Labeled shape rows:
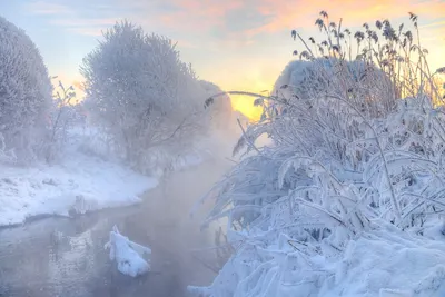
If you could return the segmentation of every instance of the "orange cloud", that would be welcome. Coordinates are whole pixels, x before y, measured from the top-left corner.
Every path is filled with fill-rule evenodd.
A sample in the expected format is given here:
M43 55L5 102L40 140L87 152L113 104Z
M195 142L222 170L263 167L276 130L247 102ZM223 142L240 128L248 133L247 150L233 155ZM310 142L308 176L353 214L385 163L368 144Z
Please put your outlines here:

EXERCISE INSTRUCTIONS: Present every line of the rows above as a numbered list, skipping blank lines. Omit the pictures from the answer.

EXERCISE RESULT:
1. If you could return the segmentation of every instance of the "orange cloud", that would be welcome. Coordinates are whole pixels, x before y, measured from the top-left corner.
2. Every path is filled with fill-rule evenodd.
3. A sample in the expected format is given here:
4. M43 55L5 102L40 140L87 152L113 104Z
5. M195 142L222 170L263 167L276 130L247 102ZM223 142L240 128L248 133L247 150L233 155ZM310 142L308 176L353 214L385 163L368 144Z
6. Please put your outlines here:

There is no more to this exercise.